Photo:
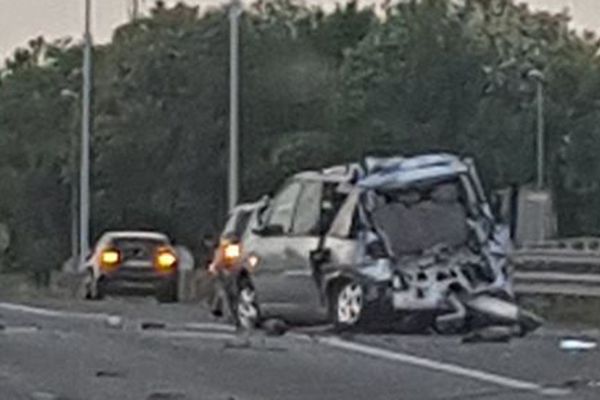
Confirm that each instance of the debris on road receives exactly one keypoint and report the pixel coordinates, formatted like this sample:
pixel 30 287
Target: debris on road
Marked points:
pixel 147 325
pixel 275 327
pixel 492 334
pixel 109 374
pixel 114 321
pixel 578 345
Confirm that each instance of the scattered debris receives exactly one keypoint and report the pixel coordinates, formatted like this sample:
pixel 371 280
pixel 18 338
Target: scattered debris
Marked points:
pixel 109 374
pixel 146 325
pixel 275 327
pixel 114 321
pixel 491 334
pixel 168 395
pixel 577 344
pixel 44 396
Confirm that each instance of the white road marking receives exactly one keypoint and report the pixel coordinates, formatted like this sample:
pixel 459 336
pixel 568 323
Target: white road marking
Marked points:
pixel 210 326
pixel 439 366
pixel 45 312
pixel 189 335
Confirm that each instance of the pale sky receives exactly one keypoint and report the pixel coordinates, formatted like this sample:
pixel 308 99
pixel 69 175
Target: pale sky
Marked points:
pixel 21 20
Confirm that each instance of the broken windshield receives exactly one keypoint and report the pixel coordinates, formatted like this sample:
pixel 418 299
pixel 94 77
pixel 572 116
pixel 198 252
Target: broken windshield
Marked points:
pixel 416 220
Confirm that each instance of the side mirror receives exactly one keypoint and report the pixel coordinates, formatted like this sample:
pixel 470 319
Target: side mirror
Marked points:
pixel 209 242
pixel 320 256
pixel 269 230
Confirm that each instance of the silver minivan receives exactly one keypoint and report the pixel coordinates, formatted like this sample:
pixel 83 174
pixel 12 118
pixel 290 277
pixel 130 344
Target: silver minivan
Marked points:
pixel 408 241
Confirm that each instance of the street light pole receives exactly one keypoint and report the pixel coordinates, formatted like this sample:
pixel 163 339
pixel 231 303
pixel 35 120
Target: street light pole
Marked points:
pixel 69 94
pixel 538 76
pixel 84 188
pixel 540 134
pixel 234 32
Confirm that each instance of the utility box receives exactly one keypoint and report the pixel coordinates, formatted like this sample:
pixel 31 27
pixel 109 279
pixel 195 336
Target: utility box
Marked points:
pixel 535 218
pixel 529 212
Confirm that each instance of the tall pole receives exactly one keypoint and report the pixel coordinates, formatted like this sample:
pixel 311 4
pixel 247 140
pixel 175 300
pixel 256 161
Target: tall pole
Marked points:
pixel 540 135
pixel 234 25
pixel 73 151
pixel 84 202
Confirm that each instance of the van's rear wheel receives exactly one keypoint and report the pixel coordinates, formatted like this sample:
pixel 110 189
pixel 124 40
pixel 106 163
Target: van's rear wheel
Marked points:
pixel 347 305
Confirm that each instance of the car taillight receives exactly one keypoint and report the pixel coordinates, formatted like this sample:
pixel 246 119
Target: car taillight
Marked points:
pixel 165 260
pixel 232 252
pixel 110 258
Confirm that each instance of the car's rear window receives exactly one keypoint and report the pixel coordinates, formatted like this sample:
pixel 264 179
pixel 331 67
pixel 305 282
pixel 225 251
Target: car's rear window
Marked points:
pixel 137 248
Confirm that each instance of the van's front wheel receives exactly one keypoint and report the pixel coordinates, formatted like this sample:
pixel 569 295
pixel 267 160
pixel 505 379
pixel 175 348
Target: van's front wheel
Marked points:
pixel 247 313
pixel 347 305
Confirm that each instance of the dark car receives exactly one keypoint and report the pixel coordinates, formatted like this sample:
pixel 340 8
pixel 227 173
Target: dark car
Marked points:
pixel 132 262
pixel 391 240
pixel 227 256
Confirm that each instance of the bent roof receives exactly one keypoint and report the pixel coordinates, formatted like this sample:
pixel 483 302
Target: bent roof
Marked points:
pixel 150 235
pixel 392 172
pixel 400 173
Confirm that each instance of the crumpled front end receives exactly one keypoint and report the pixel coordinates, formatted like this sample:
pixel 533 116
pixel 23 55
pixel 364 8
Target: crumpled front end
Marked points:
pixel 429 218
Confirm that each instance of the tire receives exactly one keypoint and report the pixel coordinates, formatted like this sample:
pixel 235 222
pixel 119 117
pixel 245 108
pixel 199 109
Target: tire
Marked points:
pixel 167 292
pixel 246 309
pixel 347 305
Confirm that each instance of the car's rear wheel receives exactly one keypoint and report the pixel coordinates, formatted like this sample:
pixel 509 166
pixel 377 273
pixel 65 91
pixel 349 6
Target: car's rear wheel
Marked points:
pixel 347 305
pixel 247 312
pixel 167 292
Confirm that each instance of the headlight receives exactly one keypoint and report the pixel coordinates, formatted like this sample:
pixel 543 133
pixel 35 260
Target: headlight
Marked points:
pixel 165 260
pixel 110 258
pixel 232 252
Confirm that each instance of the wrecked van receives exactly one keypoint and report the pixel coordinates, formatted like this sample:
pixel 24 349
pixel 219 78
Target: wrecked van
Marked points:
pixel 408 241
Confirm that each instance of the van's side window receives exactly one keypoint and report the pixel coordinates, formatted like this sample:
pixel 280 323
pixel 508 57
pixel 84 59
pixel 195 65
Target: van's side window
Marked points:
pixel 308 210
pixel 283 207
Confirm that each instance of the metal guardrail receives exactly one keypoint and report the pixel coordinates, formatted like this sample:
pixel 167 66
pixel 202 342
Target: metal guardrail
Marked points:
pixel 568 267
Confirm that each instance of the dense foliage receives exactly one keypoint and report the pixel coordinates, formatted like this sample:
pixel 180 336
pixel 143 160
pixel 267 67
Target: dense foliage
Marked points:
pixel 317 88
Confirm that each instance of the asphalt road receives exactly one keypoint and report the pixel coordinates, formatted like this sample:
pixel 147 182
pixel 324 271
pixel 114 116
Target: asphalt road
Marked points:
pixel 122 349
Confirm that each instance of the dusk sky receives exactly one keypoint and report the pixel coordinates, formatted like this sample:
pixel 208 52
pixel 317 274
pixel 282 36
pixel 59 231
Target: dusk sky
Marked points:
pixel 21 20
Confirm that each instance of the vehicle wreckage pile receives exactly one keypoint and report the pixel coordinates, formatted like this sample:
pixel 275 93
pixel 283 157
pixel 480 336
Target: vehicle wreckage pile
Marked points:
pixel 447 250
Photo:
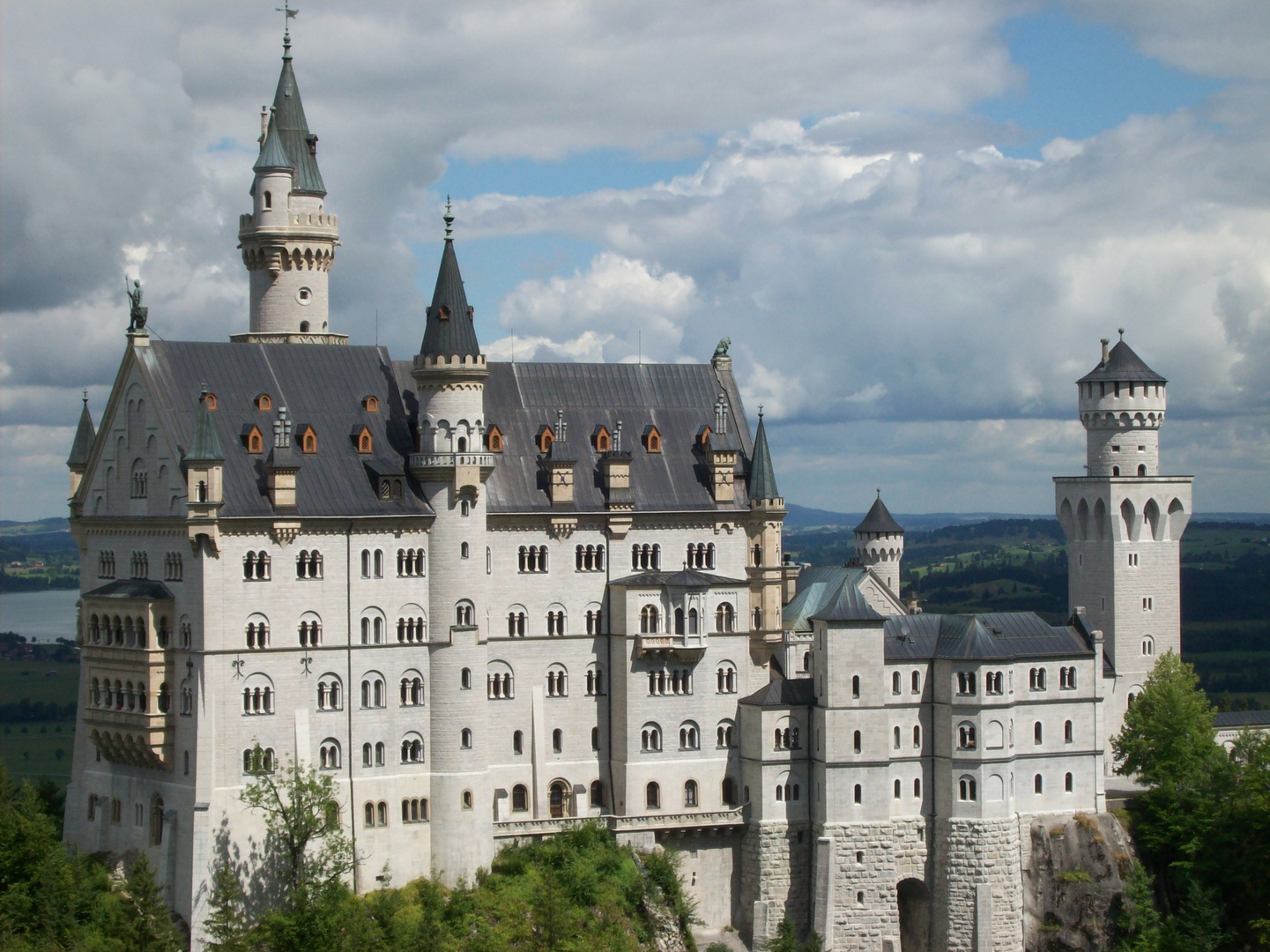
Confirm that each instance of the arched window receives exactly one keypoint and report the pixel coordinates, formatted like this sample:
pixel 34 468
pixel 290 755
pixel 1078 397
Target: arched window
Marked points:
pixel 329 754
pixel 690 793
pixel 965 736
pixel 650 738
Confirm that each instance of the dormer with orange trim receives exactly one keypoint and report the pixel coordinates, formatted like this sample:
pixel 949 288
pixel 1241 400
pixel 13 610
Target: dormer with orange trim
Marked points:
pixel 253 439
pixel 308 440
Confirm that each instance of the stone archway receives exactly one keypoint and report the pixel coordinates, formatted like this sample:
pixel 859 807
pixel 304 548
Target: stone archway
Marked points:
pixel 915 915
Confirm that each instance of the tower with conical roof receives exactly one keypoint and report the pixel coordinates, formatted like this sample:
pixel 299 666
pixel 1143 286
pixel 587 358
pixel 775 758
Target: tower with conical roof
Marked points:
pixel 1125 523
pixel 452 465
pixel 288 241
pixel 880 544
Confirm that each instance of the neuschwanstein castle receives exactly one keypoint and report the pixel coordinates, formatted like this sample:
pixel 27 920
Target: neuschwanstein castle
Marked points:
pixel 497 599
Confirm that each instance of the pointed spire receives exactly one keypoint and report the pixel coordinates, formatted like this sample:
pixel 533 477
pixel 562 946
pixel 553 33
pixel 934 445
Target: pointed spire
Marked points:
pixel 206 446
pixel 84 437
pixel 762 477
pixel 879 519
pixel 449 330
pixel 272 154
pixel 297 141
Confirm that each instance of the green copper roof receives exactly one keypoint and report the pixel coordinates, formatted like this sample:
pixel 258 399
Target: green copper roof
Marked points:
pixel 299 143
pixel 84 437
pixel 762 477
pixel 272 154
pixel 449 328
pixel 206 446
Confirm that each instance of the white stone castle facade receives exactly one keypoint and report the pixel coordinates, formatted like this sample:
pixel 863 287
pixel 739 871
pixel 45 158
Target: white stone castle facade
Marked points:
pixel 494 600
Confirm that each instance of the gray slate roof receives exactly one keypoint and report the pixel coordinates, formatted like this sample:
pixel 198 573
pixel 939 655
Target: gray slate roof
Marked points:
pixel 784 693
pixel 1240 718
pixel 683 578
pixel 447 336
pixel 132 589
pixel 1123 365
pixel 999 636
pixel 818 591
pixel 288 114
pixel 879 520
pixel 322 387
pixel 762 477
pixel 677 398
pixel 84 437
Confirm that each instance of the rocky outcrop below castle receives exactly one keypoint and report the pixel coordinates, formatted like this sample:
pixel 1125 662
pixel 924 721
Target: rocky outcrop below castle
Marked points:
pixel 1074 871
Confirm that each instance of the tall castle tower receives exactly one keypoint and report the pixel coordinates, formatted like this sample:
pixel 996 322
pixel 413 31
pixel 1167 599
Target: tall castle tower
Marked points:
pixel 452 465
pixel 880 544
pixel 1125 523
pixel 288 241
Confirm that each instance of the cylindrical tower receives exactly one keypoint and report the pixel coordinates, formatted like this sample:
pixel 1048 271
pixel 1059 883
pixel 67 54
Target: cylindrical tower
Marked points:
pixel 1122 405
pixel 288 241
pixel 452 466
pixel 880 544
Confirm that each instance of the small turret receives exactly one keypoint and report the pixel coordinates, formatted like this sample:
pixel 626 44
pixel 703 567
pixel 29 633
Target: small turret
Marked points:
pixel 81 448
pixel 204 465
pixel 880 544
pixel 1122 405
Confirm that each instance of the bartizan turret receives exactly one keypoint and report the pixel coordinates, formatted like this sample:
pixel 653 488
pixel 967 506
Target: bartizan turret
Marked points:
pixel 288 241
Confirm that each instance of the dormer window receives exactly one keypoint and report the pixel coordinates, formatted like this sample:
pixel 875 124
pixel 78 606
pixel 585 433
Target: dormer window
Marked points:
pixel 545 439
pixel 308 440
pixel 253 439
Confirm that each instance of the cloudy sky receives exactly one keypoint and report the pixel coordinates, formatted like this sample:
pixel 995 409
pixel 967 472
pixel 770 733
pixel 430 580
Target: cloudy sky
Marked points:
pixel 915 220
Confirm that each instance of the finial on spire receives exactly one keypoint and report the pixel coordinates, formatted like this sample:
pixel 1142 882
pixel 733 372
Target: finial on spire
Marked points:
pixel 288 14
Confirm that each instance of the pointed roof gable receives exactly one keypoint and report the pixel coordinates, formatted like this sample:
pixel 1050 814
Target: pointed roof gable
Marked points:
pixel 762 477
pixel 1123 364
pixel 299 143
pixel 206 445
pixel 84 437
pixel 879 520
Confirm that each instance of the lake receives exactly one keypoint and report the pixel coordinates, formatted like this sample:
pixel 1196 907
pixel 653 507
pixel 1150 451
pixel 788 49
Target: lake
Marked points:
pixel 42 617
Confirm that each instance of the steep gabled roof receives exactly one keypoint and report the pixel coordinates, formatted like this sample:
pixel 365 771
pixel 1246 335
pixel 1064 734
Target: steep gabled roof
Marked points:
pixel 1125 365
pixel 879 520
pixel 762 476
pixel 84 437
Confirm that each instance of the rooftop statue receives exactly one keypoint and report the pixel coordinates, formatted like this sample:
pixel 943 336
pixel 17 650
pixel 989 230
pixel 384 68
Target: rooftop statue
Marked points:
pixel 136 314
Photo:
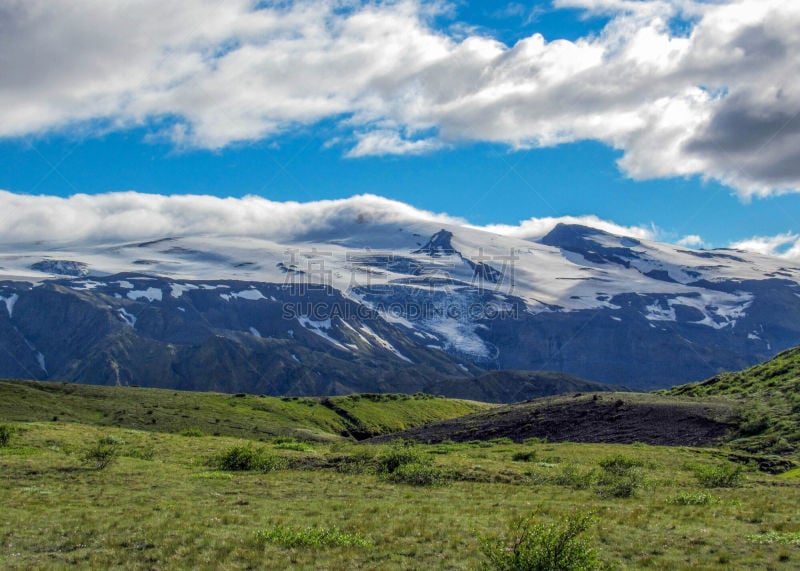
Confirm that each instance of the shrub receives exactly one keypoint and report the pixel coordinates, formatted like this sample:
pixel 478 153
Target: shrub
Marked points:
pixel 770 537
pixel 688 499
pixel 6 433
pixel 420 475
pixel 247 458
pixel 619 485
pixel 621 477
pixel 572 477
pixel 722 476
pixel 542 546
pixel 296 446
pixel 620 464
pixel 525 456
pixel 193 432
pixel 399 455
pixel 102 454
pixel 291 537
pixel 362 461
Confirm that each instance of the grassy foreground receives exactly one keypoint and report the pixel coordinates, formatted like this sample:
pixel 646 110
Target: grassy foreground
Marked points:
pixel 167 502
pixel 220 414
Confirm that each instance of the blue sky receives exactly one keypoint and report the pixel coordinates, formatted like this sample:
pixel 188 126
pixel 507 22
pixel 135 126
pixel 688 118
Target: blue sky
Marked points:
pixel 520 126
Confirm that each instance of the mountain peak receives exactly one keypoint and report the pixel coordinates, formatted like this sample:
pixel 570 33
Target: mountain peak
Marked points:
pixel 440 244
pixel 571 236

» WHAT YOU WILL DO: Transcribe the listing above exactly, but only from the line with "Confirm that each instance of the finial" through the line with "Target: shrub". Include both of those lines and omit the pictures.

» TASK SOLUTION:
Confirm that each instance of the finial on spire receives exactly one keypoint and report the pixel coordinates, formatted like this sample:
pixel 1142 882
pixel 733 372
Target: finial on spire
Marked points:
pixel 288 14
Confirm that each instance of the pointed roof gable receives exactly one keypoint and report the pixel coordinates, formatted like this sample:
pixel 1050 814
Target: pointed roof gable
Marked points:
pixel 762 477
pixel 1123 364
pixel 299 143
pixel 206 445
pixel 84 437
pixel 879 520
Confirm that each instance of the lake receives exactly one keypoint and report the pixel coordinates, formatted like this sample:
pixel 1196 907
pixel 653 507
pixel 1150 451
pixel 788 49
Target: lake
Marked points:
pixel 42 617
Confirm that each instance of the steep gabled roof receives exactly one keypoint and report the pixel coordinates, formatted like this sample:
pixel 365 771
pixel 1246 335
pixel 1064 734
Target: steep gabled roof
Marked points:
pixel 1125 365
pixel 879 520
pixel 762 476
pixel 84 437
Confirm that each instance of the rooftop statue receives exactly one keypoint and report the pixel coordinates, formatted like this sample:
pixel 943 336
pixel 17 650
pixel 989 230
pixel 384 68
Target: rooftop statue
Marked points:
pixel 136 314
Photo:
Confirm that each instance of the shrub receives exactly one keypoint and report the pixel coordinates, formatted like this sample:
pixel 478 153
Target: shrub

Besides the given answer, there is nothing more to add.